» EXERCISE 1
Decide whether each statement below agrees with the interview: (a) The speaker grew up in the 1990s. (b) The speaker's father favored punk bands. (c) Viewers from other cultures mainly read the work in ethnic terms. For each, answer yes or no and quote the deciding words of the interview.
» EXERCISE 2
Retype the passage of the interview that begins at the words "Subcultures I’m influenced" and stops after "with other things.".

» SOURCE
++++++++

Why is there so much post-punk rock in your work?

I grew up in the 90s so it’s my high school listening and a lot of my references are from that time. Shoegazer-y stuff has a lot of psychedelic 60′s/euro/garage/dirge-y/ spector “wall of sound” type shit. Basically, they’re a lot of static noisy melodies that I really appreciate. There are a lot of layers and influences to it and for some reason its been my thing since as far back as I can remember finding Live 105 radio in SF when I was attending Everett Middle School. Maybe it was because my dad was so into Santana, Queen, and the Beatles that it was a natural progression for me to go towards punk. A lot of my friends around East and South LA have the same sort of musical preference as well and so there for the portraits I do naturally reference this music. It has become a kind of specific generational thing.

 

Subcultures I’m influenced by are music-based. Music is a great unifier and whole genres and subcultures and friendships are borne from music. It’s easy to come together in a collective consciousness around music and like it’s a way to differentiate. It is cathartic, relatable, also escapist and transcendent.  You don’t have to read a whole backlog of art theory to get to it, not that there’s anything wrong with that. It’s easy to discern influences in music, similar to fashion, but you can get whole histories with music that you might not so readily with other things.

La Otra Gerry,Gold leaf, washi paper, collage on wood, 3×5 ft

You’ve exhibited internationally, what are some things you hear from people from other cultures that encounter your work?

People read that the work is about youth culture. The “ethnic” read isn’t dominant as people see that these are kids hanging out and partying, into punk or whatever t-shirt they happen to be wearing in the piece. I think then the work becomes more about psychology, group dynamics or personal narrative.

++++++++

» INFORMATION SUPPLIED
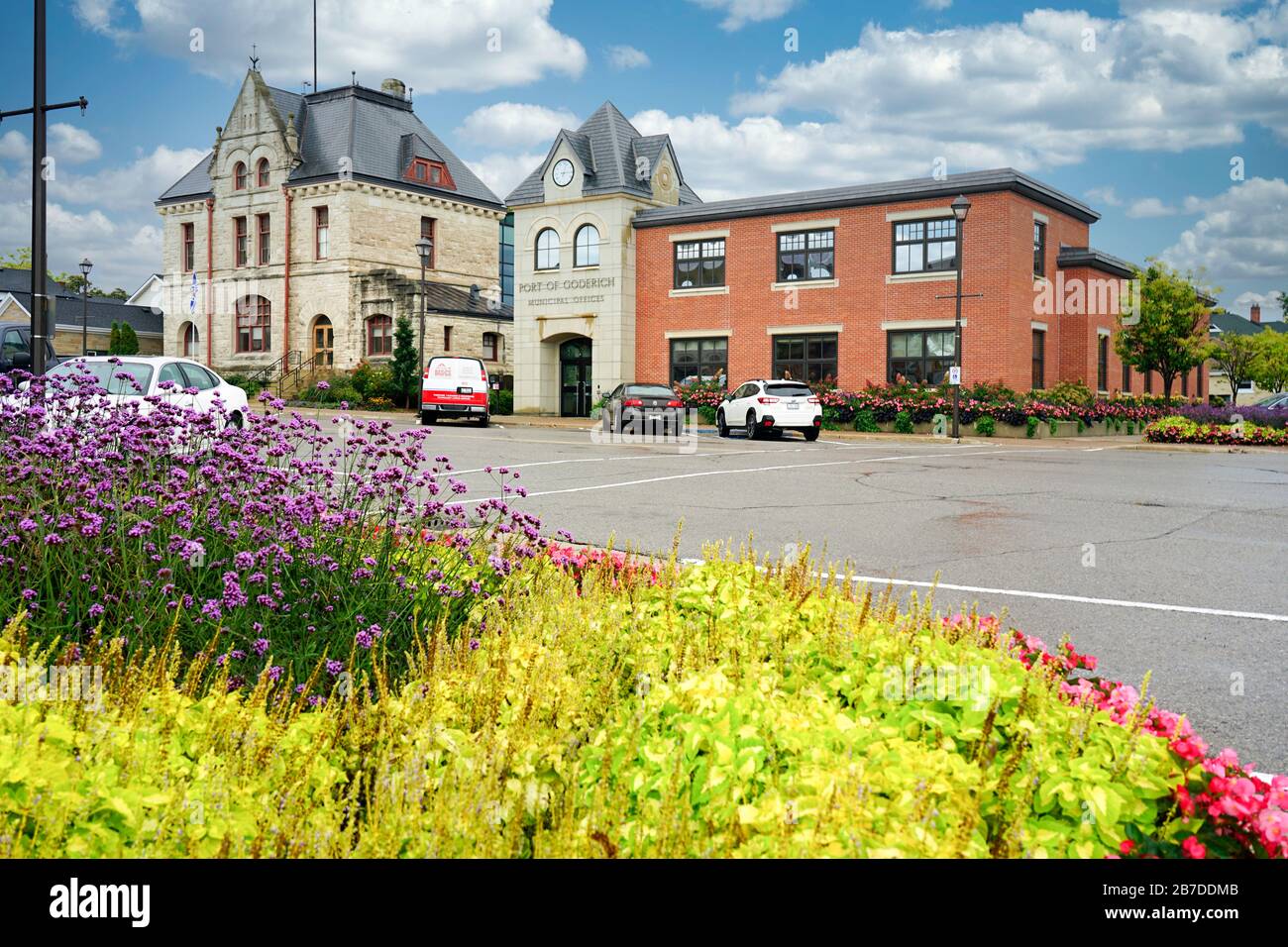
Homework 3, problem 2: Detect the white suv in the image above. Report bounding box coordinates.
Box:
[716,378,823,441]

++++++++

» ANSWER 1
(a) Yes: "I grew up in the 90s"
(b) No: "my dad was so into Santana, Queen, and the Beatles"
(c) No: "The “ethnic” read isn’t dominant"

» ANSWER 2
Subcultures I’m influenced by are music-based. Music is a great unifier and whole genres and subcultures and friendships are borne from music. It’s easy to come together in a collective consciousness around music and like it’s a way to differentiate. It is cathartic, relatable, also escapist and transcendent.  You don’t have to read a whole backlog of art theory to get to it, not that there’s anything wrong with that. It’s easy to discern influences in music, similar to fashion, but you can get whole histories with music that you might not so readily with other things.